_Set problem_. Copy out, exactly as given, every line from the line with "Note: spot the green vegetation" to the end of the listing, both of those lines included.

***

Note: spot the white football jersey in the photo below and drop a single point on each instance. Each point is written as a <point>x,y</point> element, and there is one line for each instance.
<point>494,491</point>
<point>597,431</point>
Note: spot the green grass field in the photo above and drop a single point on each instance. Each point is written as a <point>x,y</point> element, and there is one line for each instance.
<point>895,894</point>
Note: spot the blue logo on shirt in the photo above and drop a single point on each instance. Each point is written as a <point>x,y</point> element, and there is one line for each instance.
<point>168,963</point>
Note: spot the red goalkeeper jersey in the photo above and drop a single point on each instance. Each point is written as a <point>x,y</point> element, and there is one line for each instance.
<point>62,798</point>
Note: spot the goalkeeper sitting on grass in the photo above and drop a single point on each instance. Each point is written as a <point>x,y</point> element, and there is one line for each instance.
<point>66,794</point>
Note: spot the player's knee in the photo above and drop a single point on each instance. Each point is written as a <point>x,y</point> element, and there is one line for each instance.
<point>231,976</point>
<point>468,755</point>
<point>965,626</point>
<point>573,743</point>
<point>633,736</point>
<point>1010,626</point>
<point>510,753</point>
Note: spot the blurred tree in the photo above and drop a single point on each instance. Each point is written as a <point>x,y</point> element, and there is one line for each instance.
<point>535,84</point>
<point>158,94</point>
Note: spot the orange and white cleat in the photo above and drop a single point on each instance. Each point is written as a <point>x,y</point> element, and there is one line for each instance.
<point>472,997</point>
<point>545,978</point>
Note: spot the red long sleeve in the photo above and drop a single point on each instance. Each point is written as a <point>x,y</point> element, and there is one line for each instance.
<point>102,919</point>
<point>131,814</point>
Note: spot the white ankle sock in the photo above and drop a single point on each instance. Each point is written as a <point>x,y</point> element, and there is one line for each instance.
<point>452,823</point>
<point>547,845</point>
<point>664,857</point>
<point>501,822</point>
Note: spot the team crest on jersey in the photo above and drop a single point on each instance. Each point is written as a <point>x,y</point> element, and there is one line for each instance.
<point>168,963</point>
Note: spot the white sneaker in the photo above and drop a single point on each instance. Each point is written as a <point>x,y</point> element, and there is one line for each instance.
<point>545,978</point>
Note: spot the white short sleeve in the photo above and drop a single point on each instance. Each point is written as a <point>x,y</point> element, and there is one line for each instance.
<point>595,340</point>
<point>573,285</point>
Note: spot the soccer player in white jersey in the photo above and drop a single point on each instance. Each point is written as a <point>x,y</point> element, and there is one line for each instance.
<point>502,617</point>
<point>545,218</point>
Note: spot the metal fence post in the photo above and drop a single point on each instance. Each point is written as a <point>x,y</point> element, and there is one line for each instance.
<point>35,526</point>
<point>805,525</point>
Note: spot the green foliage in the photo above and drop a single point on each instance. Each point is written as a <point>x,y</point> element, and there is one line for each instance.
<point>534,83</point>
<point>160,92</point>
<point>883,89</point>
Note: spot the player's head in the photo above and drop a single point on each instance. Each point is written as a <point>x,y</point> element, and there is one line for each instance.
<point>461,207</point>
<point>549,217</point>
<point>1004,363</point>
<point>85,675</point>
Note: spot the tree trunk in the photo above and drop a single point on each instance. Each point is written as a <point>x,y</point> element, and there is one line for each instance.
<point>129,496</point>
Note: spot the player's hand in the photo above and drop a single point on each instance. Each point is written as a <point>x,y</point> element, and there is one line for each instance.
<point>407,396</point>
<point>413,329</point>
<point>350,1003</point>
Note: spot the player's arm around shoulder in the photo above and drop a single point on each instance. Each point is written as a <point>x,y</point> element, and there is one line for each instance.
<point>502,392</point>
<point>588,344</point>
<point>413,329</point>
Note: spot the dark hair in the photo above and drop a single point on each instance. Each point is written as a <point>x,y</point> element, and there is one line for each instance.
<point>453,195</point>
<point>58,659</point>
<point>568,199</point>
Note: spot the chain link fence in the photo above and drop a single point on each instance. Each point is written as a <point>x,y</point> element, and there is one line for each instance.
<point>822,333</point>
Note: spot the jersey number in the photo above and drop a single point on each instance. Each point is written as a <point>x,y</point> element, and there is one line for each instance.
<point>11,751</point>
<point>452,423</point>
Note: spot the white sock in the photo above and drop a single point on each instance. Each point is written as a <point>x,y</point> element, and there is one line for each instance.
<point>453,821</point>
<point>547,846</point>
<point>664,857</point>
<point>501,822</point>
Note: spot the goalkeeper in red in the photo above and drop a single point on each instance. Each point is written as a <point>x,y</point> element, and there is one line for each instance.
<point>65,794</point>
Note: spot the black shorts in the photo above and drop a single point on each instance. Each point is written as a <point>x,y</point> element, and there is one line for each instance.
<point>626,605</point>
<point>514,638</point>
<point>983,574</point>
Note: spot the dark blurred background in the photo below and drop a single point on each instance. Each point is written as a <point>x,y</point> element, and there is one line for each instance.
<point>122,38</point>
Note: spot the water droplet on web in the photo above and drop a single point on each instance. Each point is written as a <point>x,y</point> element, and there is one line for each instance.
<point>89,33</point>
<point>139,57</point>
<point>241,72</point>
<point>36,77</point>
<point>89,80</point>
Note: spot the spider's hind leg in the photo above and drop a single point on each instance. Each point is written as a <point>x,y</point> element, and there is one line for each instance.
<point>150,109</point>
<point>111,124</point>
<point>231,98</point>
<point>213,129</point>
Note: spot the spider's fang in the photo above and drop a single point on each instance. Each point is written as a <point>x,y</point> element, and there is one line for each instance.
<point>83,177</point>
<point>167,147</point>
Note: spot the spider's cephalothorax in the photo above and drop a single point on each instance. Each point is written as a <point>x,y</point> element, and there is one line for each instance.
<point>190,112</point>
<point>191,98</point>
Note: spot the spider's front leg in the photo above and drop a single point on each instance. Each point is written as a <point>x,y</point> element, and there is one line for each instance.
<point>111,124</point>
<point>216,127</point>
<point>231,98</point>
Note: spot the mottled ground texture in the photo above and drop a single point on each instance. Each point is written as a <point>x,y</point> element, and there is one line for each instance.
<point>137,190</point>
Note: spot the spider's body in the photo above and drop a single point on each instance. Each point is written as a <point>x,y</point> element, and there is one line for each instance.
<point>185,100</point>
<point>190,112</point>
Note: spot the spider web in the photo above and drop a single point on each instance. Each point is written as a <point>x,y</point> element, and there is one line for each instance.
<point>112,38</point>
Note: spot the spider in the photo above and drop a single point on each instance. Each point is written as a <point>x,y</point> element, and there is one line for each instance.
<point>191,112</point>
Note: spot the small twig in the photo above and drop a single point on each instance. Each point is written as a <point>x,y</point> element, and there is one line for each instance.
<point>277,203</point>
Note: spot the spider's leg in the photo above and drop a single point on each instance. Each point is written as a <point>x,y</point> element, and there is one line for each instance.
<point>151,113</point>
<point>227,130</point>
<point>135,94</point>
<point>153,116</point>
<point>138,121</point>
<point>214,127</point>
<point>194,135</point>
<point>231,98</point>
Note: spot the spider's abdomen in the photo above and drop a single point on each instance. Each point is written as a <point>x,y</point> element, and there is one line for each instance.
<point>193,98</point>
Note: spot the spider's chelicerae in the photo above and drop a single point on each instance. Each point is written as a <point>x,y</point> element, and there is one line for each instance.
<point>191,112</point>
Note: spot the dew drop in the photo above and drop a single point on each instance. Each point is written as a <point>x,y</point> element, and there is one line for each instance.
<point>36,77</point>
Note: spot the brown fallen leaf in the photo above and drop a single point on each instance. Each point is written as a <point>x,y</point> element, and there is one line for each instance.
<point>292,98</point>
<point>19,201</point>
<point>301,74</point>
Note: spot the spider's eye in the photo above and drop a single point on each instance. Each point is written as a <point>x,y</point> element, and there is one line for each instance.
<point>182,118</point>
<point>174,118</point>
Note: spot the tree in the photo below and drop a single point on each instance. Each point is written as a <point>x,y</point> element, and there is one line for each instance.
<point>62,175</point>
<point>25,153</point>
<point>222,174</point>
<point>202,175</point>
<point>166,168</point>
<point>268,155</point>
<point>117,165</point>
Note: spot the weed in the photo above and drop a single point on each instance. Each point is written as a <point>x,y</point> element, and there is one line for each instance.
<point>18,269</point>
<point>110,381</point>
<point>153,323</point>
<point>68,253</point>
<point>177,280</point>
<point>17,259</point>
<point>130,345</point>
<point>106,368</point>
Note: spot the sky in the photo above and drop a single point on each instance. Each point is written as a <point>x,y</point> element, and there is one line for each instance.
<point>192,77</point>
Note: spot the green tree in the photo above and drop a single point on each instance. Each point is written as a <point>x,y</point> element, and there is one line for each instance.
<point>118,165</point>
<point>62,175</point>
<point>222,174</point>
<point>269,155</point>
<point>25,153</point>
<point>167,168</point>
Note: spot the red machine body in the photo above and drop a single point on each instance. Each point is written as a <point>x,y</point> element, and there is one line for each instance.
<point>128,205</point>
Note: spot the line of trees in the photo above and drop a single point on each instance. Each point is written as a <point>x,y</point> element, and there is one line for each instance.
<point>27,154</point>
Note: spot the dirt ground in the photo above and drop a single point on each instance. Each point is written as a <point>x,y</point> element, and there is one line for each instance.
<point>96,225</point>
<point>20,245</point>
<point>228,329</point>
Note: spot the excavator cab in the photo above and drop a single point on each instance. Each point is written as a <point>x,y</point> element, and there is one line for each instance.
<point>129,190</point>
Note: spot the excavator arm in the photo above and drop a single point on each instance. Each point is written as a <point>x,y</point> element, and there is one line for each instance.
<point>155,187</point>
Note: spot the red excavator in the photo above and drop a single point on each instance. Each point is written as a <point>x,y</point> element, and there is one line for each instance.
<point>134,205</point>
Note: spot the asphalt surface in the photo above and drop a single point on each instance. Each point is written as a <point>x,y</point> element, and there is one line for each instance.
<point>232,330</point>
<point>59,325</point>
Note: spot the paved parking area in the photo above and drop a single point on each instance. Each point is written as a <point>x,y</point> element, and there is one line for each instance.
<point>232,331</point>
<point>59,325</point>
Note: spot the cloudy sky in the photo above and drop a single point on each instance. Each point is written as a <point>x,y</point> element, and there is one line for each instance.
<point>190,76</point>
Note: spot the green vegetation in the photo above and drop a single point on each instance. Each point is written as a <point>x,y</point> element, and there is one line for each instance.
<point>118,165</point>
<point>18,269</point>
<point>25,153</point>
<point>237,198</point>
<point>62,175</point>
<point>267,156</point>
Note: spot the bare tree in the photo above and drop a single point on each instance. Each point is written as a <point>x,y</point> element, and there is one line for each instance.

***

_Solution to this task_.
Note: spot the green vegetation in the photo above and drop a single point on each instance. Each point is written as a <point>x,y</point> element, and there is one line for each instance.
<point>118,165</point>
<point>18,269</point>
<point>25,153</point>
<point>237,198</point>
<point>62,175</point>
<point>267,156</point>
Note: spot the bare tree in the photo above and drop a single point on each instance. Each point is written as a <point>x,y</point> element, and there is one line for each instance.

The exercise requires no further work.